PROBLEM DETAILS:
Word for word, reproduce every line of the data.

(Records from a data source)
+-------+
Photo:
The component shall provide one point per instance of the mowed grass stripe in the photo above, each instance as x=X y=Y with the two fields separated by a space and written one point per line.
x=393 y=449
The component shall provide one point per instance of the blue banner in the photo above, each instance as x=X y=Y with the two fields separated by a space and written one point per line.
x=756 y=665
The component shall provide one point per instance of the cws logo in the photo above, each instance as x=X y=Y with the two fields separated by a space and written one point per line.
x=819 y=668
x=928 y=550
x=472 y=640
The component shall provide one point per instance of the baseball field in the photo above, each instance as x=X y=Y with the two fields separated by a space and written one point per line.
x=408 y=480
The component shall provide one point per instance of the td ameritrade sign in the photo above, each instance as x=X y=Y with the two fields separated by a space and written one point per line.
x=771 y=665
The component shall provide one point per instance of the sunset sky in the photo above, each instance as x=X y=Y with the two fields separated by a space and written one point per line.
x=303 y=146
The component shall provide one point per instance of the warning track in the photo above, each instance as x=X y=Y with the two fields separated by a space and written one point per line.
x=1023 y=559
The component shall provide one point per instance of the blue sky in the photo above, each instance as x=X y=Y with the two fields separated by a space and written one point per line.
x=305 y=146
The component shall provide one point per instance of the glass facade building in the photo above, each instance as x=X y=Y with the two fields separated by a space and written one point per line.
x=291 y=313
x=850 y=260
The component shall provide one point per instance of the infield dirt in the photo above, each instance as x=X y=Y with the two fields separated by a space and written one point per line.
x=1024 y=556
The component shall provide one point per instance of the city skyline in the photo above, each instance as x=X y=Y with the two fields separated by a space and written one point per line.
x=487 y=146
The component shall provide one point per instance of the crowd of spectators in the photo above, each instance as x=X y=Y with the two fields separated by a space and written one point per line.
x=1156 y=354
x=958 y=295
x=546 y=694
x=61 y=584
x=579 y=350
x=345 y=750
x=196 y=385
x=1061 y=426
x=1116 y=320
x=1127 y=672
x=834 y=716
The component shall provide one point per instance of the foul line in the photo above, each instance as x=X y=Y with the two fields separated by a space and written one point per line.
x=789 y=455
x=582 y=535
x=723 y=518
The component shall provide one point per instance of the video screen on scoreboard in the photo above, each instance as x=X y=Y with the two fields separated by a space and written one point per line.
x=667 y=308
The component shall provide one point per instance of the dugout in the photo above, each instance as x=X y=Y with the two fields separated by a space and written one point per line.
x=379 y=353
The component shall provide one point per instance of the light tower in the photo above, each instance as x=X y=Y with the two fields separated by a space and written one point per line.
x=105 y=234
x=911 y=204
+-------+
RESPONSE TO THIS TASK:
Photo:
The component shall provide one point per instance of the mowed grass stripe in the photo above, each instance as x=X y=Y with the two fields separated by a space and written one point per line.
x=393 y=449
The component shall provide one point per instance of the blue banner in the photo above, each instance as x=X y=Y with the two fields separated by a space and written one point per line.
x=756 y=665
The component shall provide one point per instance of the cws logo in the photo above, each instance as x=X y=Y with the two fields separated by a space and written one point per line.
x=819 y=668
x=928 y=550
x=472 y=640
The component shall provide one point per instance of the baseball field in the photo above, each instance as x=X y=Y with the two fields separated by a space and written one point per line.
x=408 y=480
The component shall provide one point per instance of the td ameritrade sign in the photo above, each instance as x=X y=Y with the two fields separated by a space and written one point per line.
x=771 y=665
The component shall provide one point per instance of the sunset sky in the photo above, each instance as x=X y=Y with the two fields separated by a space and written one point per line.
x=303 y=146
The component shall provide one point per instance of the warning track in the photo above, each instance as x=X y=Y with the two fields separated by a space and written one point per line.
x=1023 y=559
The component shall provide one point per instance of the blue sky in the photo above, each instance as x=X y=Y with the two fields separated by a space and written one point per line.
x=305 y=146
The component shall provide one point per instance of the glass facade building in the photo above, each instance as x=X y=Y with the two fields separated by a space and written one point per line.
x=291 y=313
x=850 y=260
The component shall provide one point per instance of the infield dirt in the photo above, each instance as x=X y=Y with the two fields separated by a space and written one point per line.
x=1024 y=556
The component shall provide one point per instance of the city skyline in the photo above, each instance as x=X y=Y with the two fields separated by a space and written one point per line.
x=487 y=146
The component shall provide one point per instance of the crowd of spectators in the photo above, each instance as x=X y=Y with the two fields separated by a space and written one point per line.
x=1156 y=354
x=958 y=295
x=546 y=694
x=61 y=584
x=579 y=350
x=345 y=750
x=196 y=385
x=1061 y=426
x=1116 y=320
x=1127 y=672
x=834 y=716
The component shall provide one point per instance of the foul line in the photo above, each instance as x=X y=Y with the two fields separated by a space and written one point per line.
x=789 y=455
x=582 y=535
x=723 y=518
The component shall provide one point per instance of the video screen on scoreboard in the photo above, each instance as x=X y=Y with the two fields separated by a space and written one point per line.
x=667 y=308
The component shall provide one point per instance of the dugout in the photo above, each instance as x=X y=Y with the two fields separated by a space and written one point per line.
x=379 y=353
The component shall provide one point per instance of the light tower in the photo above, each instance as x=X y=Y with the two fields separated by a space and written one point per line.
x=105 y=234
x=911 y=204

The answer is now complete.